• _JOB_
Report every line in the records below that contains the string "hair".

• _SUPPLIED RECORDS_
+++

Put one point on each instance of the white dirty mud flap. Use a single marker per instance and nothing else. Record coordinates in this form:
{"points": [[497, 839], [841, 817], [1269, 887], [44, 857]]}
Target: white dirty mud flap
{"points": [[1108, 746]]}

+++

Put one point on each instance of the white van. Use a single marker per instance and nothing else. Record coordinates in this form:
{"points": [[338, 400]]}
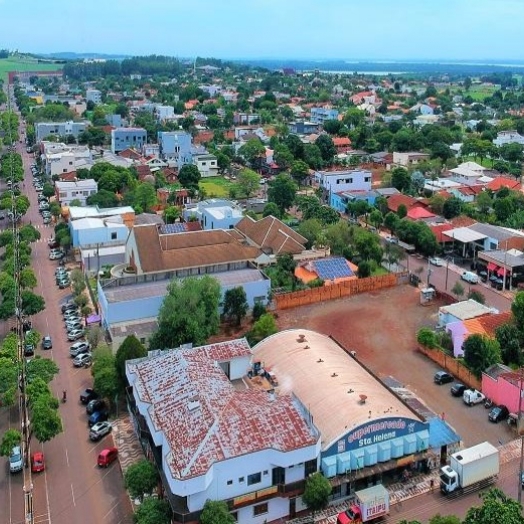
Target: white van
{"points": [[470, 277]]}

+++

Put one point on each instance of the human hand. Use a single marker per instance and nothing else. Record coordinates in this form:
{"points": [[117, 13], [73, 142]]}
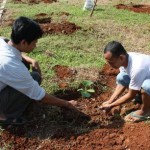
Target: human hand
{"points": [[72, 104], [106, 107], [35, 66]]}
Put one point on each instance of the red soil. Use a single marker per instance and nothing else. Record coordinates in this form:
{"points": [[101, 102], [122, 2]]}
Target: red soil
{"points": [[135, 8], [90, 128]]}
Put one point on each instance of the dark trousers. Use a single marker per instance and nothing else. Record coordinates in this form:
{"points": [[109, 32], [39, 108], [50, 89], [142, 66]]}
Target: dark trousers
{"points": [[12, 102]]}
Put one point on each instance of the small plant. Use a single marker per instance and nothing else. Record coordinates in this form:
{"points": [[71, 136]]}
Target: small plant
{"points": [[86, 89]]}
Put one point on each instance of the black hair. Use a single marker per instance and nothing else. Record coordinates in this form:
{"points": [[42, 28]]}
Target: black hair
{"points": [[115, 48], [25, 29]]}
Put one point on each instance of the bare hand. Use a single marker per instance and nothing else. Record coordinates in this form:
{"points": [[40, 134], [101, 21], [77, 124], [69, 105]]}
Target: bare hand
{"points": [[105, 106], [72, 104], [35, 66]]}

+++

• _FINISHED EXERCISE_
Put one point on each instance of the black hair. Use a single marker per instance and nothing else. Record coordinates in this form:
Target: black hair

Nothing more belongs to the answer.